Select from the data all lines with the word "shaped".

Start of RECORDS PROVIDED

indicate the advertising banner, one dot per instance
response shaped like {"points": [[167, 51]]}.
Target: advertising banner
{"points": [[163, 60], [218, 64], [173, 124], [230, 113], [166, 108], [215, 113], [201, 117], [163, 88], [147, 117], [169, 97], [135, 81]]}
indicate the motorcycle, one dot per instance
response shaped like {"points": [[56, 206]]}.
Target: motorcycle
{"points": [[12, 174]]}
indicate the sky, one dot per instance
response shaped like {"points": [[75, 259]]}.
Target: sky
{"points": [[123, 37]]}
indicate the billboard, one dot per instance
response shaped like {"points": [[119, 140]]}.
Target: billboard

End of RECORDS PROVIDED

REPLY:
response shaped like {"points": [[167, 51]]}.
response shaped like {"points": [[56, 206]]}.
response shaped like {"points": [[75, 259]]}.
response shaped like {"points": [[119, 140]]}.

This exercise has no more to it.